• Teks yang Diberikan
====================

JAKARTA, Harnasnews – Rektor Universitas Paramadina Didik J Rachbini mengaku kehilangan ekonom senior Faisal Basri. Pria kelahiran Bandung yang dikenal dengan analisa ekonominya yang tajam itu menghembuskan nafas terakhirnya di Rumah Sakit Mayapada, Kuningan, Jakarta Selatan di usia 65 tahun
Didik menceritakan, bahwa ekonom senior juga pendiri INDEF itu sudah dikenal luas, sosok yang idealis dan sangat berintegritas. Selain itu Faisal juga sering dipandang sebagai sosok yang idealis, dengan prinsip yang kuat mengenai bagaimana ekonomi dan politik harus dikelola demi kepentingan publik.
Didik mengisahkan, suatu sore, kira-kira 7 tahun yang lalu di forum terbatas pimpinan redaksi, dirinya berdiskusi dengan Muhaimin Iskandar yang bergumam tentang keadaan bahwa opposisi nihil. Muhaimin menyebut hanya Faisal Basri yang berdiri dan bersuara lantang mengkritisi pemerintahan Jokowi yang mulai menjadi otoriter. Jokowi mulai menampilkan sosok tiran tetapi tersembunyi dengan sempurna.
“Faisal Basri adalah sosok yang tegas dan berani dalam memperjuangkan nilai-nilai demokrasi, transparansi, akuntabilitas, dan keadilan dalam ekonomi dan politik Indonesia,” ujar Didik dalam keterangan tertulisnya yang diterima redaksi, Kamis (5/9/2024).
“Meskipun tidak menduduki jabatan formal di partai atau pemerintahan, Kiprahnya baik sebagai akademisi maupun aktivis ekonomi-politik telah memberikan dampak besar dalam mendorong reformasi dan perbaikan kebijakan dan demokrasi secara luas di Indonesia,” sambung Didik.
Sebenarnya, Faisal Basri bersama Didik J. Rachbini, Fadhil Hasan, Didin Damanhuri, dan Nawir Messi terlibat dalam membangun INDEF, institusi bereputasi, kritis dan progresif dalam menilai kebijakan ekonomi Indonesia.

====================

• Data
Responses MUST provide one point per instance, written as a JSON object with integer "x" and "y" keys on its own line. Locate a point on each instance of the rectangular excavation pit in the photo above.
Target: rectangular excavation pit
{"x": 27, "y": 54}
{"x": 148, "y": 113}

====================

• Tugas
Tolong lanjutkan berita tentang wafatnya ekonom Faisal Basri, dimulai tepat setelah kalimat terakhirnya.

• Jawaban yang Diharapkan
Didik mengaku bahwa pandangannya dengan Faisal tidak berbeda. Seperti kesamaan pandangan dalam hal kemandirian analisis ekonomi dan keinginan mendorong reformasi ekonomi yang lebih adil dan pro-rakyat.
“Tetapi Faisal lebih berani, gamblang dan terus terang sehingga tidak aneh seperti politisi kancil Muhaimin yang berada di dalam koalisi pada periode 1 pemerintahan Jokowi menyesalkan demokrasi yang absen opposisi,” jelasnya.
Menurutnya, dengan sahabat ekonom lainnya di INDEF seperti Didin Damanhuri, Faisal sama-sama mengedepankan prinsip-prinsip ekonomi yang berkelanjutan dan adil. Berbagi visi dalam hal reformasi kebijakan ekonomi yang berpihak pada kesejahteraan masyarakat bawah.
Yang lebih mengesankan lagi dari pribadi Faisal Basri, lanjut Didik, dia adalah independen dan anti-korupsi. Tidak ada yang bisa mempengaruhi pandangan dan ketegasan dalam pemikirannya. Selalu kritis terhadap kebijakan pemerintah dan tidak segan untuk menyuarakan pendapat yang berbeda, meskipun itu tidak populer.
“Dia sering menunjukkan sikap independen dalam analisisnya dan tidak terikat dengan kepentingan partai politik tertentu. Juga menyesalkan KPK diberangus pemerintah dan parlemen,” ungkap Didik.
Didik menilai Faisal Basri sosok yang amat sederhana memiliki kontribusi besar dalam memperjuangkan transparansi dan akuntabilitas di dunia ekonomi dan politik Indonesia. Sebagai salah satu pendiri Indonesia Corruption Watch (ICW), Faisal sering berbicara lantang tentang pentingnya memberantas korupsi di Indonesia, terutama di sektor ekonomi dan pemerintahan.
“Di bidang akademik, Faisal Basri juga dihormati sebagai dosen ekonomi di Universitas Indonesia (UI), dan mendirikan lembaga Think Tank Indef dengan kegiatan mengajar dan meneliti isu-isu ekonomi dengan fokus pada pembangunan ekonomi dan kebijakan publik,” pungkasnya.
Dikabarkan sebelumnya, ekonom senior Faisal Basri meninggal dunia pada Kamis (5/9/2024). Pria kelahiran Bandung ini menghembuskan nafas terakhirnya di Rumah Sakit Mayapada, Kuningan, Jakarta Selatan di usia 65 tahun.
Ramai warganet ramai mengucap duka atas kepergian ekonom Universitas Indonesia ini di media sosial. Tak pelak nama Faisal Basri memuncaki daftar trending topic.
Banyak yang mengenang sosoknya yang dinilai kritis dan independen dalam memberikan analisis terhadap kebijakan ekonomi di Indonesia. (Aep)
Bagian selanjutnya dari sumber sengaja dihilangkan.